Reading text -
From cancer to autoimmune disease: the lupus breakthrough
Researchers have now turned the technology against autoimmune conditions. In lupus, the immune system mistakenly attacks healthy tissues, leading to inflammation, organ damage, and debilitating fatigue. The new approach uses CAR T-cells to target and deplete the specific B-cells responsible for producing autoantibodies. This depletion, scientists believe, effectively “resets” the immune system, allowing it to repopulate with healthy B-cells and stop the autoimmune attack.
A landmark NHS trial, conducted by UCLH and UCL, involved six patients with severe lupus who had not responded to existing treatments. Five of those patients achieved remission within months of receiving the therapy. Over an average follow-up of 11 months, these patients showed significant improvements, including stabilisation or improvement in kidney function. One of the patients who achieved remission is Katie Tinkler, whose story is part of the trial’s promising results. Experts suggest the therapy may also prove effective for other autoimmune conditions such as multiple sclerosis (MS), rheumatoid arthritis, and systemic sclerosis, with clinical trials already underway or planned for MS.
Risks and side effects
CAR T-cell therapy is complex and carries significant risks. Patients are closely monitored for side effects, the most common being cytokine release syndrome (CRS), a reaction in which the immune system releases a flood of cytokines. Symptoms can range from mild flu-like fever, chills and fatigue to severe complications requiring intensive care. Neurological side effects, known as ICANS or neurotoxicity, can also occur — including confusion, headaches, speech difficulties, seizures and changes in consciousness — typically within days or weeks of treatment. Because the therapy destroys normal B-cells, patients face an increased risk of infection. Other potential problems include tumour lysis syndrome, allergic reactions and prolonged low blood counts. Hospital stays typically last between 10 and 28 days, and patients are prohibited from driving for eight weeks after infusion due to the risk of neurological effects. Long-term follow-up care is provided, with some centres offering support for up to 15 years.
Future directions
Research is expanding to explore the therapy’s potential across a broader range of autoimmune diseases. Scientists are also developing “universal” CAR T-cells derived from healthy donors rather than the patient, which could make the treatment more readily available and faster to produce. Efforts are underway to reduce the cost and complexity of manufacturing, while ongoing studies aim to understand the long-term effectiveness and durability of the therapy for both cancer and autoimmune conditions. Key figures in this work include Professor Karl Peggs, director of UCLH’s biomedical research centre, and Dr Claire Roddie, an investigator on the lupus trial from the UCL Cancer Institute and UCLH.
The mother who described her years of pyjama-clad mornings and bed-bound afternoons may never have imagined that a one-time infusion of her own reprogrammed cells could break the cycle. For her, and for patients like Katie Tinkler, the daily alarm set for 2.50pm — the signal to drag herself upright and face the school run — once defined existence. Now, the arrival of a therapy that can reset the immune system offers the possibility that, for the first time in years, she no longer needs to simply survive until her husband comes home.

Supplied information -

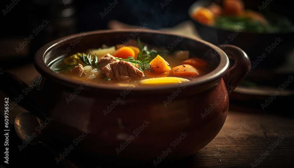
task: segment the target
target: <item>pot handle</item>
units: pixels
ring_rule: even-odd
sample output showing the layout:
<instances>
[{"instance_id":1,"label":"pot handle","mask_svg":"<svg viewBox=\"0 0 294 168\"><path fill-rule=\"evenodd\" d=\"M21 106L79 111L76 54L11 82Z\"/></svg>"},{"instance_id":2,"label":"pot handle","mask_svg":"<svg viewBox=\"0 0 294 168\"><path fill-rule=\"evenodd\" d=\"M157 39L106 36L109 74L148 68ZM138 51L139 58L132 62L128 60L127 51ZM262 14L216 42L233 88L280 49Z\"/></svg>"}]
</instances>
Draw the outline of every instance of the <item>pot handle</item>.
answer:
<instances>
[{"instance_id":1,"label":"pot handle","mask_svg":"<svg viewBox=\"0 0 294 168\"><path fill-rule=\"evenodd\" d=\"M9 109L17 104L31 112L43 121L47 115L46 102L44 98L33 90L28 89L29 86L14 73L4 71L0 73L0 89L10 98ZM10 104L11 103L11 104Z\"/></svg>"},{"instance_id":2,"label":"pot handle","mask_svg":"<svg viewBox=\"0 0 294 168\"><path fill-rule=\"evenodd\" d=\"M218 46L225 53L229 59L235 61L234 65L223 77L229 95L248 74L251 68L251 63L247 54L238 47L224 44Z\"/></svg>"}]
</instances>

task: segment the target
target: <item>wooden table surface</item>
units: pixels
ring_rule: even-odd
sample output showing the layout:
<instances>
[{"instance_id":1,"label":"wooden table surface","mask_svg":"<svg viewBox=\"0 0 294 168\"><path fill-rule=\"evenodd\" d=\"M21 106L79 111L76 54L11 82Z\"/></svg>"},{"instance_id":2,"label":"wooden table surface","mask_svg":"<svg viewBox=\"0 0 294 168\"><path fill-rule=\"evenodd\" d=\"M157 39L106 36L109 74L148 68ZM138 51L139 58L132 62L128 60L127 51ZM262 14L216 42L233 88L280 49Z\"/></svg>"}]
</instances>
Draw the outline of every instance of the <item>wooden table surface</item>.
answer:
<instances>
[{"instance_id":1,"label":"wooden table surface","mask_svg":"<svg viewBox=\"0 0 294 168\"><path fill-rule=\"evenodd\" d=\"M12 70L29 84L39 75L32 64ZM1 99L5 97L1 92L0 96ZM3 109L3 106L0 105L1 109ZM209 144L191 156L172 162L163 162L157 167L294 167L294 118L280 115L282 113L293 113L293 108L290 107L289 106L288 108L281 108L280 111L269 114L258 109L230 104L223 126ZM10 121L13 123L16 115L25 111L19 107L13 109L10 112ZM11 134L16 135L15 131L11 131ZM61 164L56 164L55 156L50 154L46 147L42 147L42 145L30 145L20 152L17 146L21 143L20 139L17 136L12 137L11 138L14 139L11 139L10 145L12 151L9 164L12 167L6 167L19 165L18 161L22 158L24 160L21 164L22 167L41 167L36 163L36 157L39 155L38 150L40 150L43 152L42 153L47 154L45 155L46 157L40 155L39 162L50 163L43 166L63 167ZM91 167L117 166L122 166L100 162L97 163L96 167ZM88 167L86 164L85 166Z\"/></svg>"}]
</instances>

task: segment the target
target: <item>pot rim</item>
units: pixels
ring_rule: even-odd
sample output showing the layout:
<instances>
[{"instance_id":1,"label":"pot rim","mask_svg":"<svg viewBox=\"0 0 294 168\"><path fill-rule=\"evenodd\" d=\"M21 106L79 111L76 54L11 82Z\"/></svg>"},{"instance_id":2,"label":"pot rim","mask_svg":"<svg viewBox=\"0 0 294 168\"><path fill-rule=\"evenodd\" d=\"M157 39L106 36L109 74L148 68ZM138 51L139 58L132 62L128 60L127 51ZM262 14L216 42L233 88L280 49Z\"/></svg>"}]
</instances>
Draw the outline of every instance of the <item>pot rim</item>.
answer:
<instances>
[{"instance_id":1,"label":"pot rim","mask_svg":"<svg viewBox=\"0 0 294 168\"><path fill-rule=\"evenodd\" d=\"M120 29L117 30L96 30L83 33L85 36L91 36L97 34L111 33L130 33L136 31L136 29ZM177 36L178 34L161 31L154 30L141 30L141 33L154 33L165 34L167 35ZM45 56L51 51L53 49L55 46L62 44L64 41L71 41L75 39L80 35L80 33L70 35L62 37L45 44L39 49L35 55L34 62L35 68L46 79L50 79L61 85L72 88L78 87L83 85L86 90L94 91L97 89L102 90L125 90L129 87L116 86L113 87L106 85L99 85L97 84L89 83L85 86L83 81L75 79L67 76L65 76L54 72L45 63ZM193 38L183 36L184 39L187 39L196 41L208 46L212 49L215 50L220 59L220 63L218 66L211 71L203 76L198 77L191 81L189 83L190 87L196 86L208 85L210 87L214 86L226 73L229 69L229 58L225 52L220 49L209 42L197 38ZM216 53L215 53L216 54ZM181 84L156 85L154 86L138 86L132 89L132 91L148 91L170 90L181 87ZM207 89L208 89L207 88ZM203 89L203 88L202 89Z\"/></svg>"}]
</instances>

What you will do -
1. In the lupus article, how long are patients barred from driving after the infusion?
2. Return the passage of the lupus article starting at "From cancer to" and ending at "the autoimmune attack.", copied word for word.

Per-task answers -
1. Eight weeks.

2.
From cancer to autoimmune disease: the lupus breakthrough
Researchers have now turned the technology against autoimmune conditions. In lupus, the immune system mistakenly attacks healthy tissues, leading to inflammation, organ damage, and debilitating fatigue. The new approach uses CAR T-cells to target and deplete the specific B-cells responsible for producing autoantibodies. This depletion, scientists believe, effectively “resets” the immune system, allowing it to repopulate with healthy B-cells and stop the autoimmune attack.